*TASK DESCRIPTION:* Please set down each record exactly as it appears, but leave out any pictures.

*RECORDS TO USE:*
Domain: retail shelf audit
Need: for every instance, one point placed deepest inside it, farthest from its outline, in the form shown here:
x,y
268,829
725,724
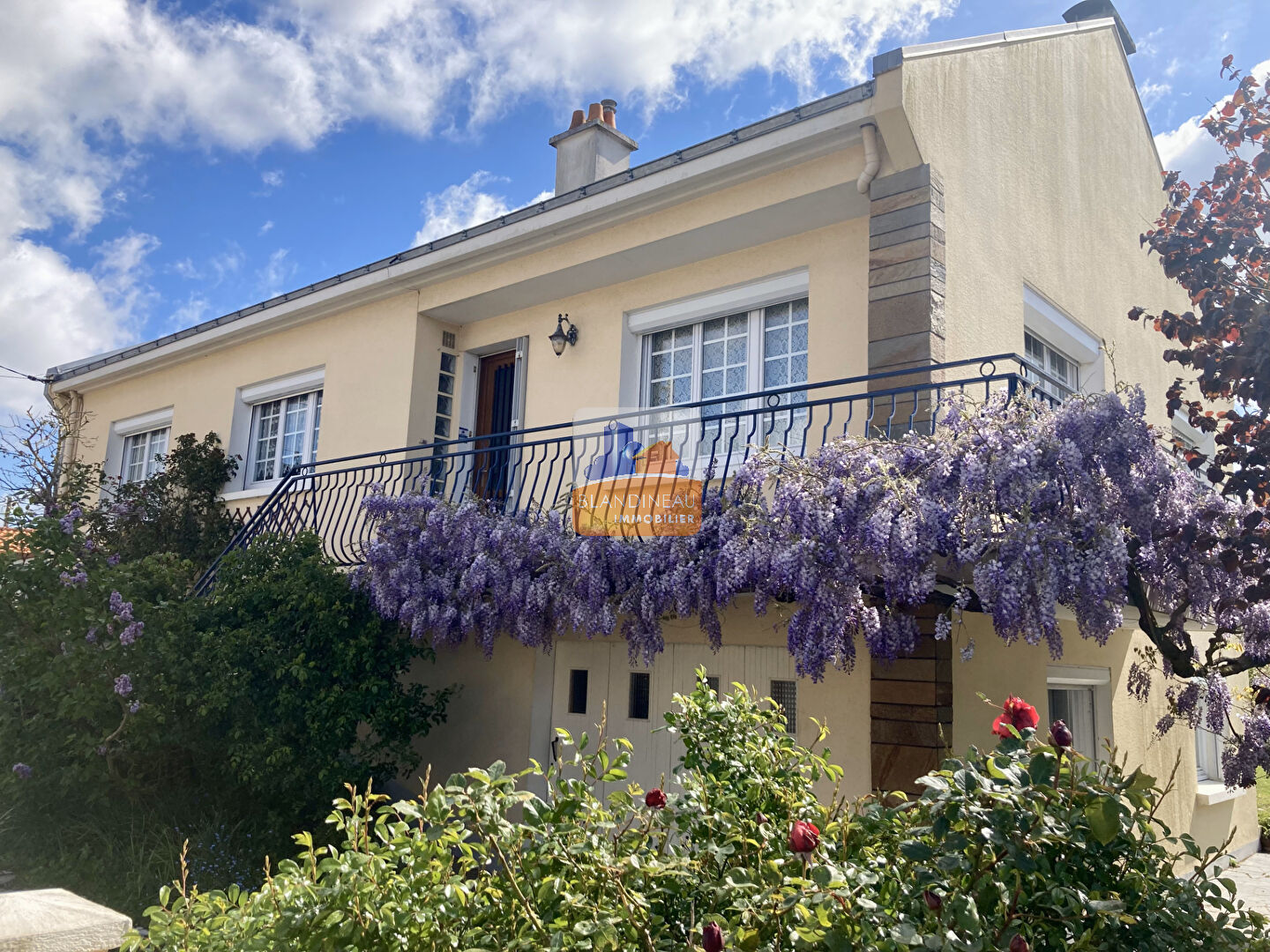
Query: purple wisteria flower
x,y
131,632
1032,508
68,522
74,580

*YOUR SOLUTION:*
Domain: retail shelf audit
Need: for every instance, one point placed deepest inside it, farthest from its outline, in the form shown here:
x,y
268,829
725,724
Query: purple wisteria flower
x,y
131,632
1032,508
68,522
74,580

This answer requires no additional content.